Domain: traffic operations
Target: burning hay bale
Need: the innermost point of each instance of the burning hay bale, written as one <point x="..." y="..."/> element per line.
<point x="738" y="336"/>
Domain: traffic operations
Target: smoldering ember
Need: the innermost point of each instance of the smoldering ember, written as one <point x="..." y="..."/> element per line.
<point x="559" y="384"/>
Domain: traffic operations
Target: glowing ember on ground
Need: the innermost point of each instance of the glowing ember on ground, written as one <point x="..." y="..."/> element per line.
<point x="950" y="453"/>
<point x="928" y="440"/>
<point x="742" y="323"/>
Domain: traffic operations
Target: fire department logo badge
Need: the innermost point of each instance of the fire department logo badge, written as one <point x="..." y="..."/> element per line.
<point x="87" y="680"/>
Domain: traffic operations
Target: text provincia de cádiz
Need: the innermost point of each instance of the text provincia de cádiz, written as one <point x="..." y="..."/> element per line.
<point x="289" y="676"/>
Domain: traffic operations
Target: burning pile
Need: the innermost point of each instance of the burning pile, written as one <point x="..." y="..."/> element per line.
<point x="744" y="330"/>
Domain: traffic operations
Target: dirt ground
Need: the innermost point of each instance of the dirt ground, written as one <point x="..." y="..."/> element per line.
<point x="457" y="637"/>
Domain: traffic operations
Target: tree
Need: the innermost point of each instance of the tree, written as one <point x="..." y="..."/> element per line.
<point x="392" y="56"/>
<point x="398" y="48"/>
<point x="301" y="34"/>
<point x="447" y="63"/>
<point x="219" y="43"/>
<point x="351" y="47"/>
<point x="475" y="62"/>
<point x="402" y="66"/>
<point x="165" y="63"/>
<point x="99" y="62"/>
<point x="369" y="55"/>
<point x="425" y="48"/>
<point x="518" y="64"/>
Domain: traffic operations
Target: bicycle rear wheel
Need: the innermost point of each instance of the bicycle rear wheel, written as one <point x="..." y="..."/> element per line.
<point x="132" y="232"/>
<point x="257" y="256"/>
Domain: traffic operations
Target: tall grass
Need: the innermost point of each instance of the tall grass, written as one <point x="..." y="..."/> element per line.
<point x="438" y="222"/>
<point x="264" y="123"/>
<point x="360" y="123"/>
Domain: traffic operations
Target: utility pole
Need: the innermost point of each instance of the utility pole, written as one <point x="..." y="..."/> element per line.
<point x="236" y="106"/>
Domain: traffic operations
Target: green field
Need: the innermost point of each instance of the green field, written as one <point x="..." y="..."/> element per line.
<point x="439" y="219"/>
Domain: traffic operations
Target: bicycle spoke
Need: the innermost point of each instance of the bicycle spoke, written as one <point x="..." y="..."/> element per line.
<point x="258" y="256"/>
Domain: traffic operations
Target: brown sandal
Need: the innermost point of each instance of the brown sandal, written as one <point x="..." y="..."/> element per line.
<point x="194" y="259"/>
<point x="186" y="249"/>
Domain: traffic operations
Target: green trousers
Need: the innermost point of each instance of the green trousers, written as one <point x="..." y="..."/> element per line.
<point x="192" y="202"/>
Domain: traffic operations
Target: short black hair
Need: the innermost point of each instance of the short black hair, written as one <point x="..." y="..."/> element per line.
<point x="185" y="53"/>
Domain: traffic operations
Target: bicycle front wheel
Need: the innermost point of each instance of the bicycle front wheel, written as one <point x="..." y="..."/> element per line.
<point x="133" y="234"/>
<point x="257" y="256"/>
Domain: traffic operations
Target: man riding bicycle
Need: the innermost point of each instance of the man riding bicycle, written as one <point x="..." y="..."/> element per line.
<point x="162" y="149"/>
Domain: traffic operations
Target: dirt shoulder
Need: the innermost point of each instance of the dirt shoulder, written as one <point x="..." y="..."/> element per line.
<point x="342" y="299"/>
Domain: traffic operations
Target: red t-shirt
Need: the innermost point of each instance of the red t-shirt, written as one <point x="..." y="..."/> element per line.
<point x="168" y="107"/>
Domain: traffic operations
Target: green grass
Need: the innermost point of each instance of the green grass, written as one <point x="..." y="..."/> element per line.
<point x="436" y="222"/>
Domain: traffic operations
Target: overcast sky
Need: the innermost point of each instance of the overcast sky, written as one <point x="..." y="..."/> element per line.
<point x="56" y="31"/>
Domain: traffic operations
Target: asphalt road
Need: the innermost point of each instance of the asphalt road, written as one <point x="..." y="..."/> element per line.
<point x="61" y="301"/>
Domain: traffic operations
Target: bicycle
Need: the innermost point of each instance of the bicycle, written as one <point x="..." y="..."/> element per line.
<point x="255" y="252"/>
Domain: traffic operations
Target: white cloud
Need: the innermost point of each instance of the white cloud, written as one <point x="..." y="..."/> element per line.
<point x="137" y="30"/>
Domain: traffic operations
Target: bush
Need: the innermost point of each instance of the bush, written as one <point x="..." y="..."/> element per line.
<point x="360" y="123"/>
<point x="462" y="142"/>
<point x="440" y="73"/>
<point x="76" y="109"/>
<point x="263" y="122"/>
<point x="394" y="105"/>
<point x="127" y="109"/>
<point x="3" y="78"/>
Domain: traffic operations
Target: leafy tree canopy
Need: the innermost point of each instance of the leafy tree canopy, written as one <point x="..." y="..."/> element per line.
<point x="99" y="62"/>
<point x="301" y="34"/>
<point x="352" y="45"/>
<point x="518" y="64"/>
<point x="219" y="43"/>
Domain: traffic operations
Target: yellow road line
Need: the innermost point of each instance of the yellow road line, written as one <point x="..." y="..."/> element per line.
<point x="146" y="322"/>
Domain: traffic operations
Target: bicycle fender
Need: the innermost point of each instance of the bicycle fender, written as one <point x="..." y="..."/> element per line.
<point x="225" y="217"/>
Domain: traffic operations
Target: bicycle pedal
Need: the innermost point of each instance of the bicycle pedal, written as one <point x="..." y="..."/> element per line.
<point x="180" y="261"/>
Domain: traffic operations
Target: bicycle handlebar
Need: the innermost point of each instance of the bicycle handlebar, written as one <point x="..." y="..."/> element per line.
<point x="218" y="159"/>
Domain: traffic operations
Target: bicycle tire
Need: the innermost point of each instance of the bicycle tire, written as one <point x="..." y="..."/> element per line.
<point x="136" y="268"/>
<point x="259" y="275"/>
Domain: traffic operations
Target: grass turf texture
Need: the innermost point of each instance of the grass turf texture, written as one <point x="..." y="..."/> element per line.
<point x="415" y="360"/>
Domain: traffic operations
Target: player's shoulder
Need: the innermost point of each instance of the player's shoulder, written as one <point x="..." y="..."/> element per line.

----------

### What this task involves
Extract every line in the records that contains the string "dirt", matching case exactly.

### Solution
Target: dirt ground
Need: the innermost point of each instance of the dirt ground, written as one <point x="..." y="..."/> element per line.
Target: dirt shoulder
Need: the innermost point of each instance of the dirt shoulder, written as one <point x="..." y="..."/> element per line.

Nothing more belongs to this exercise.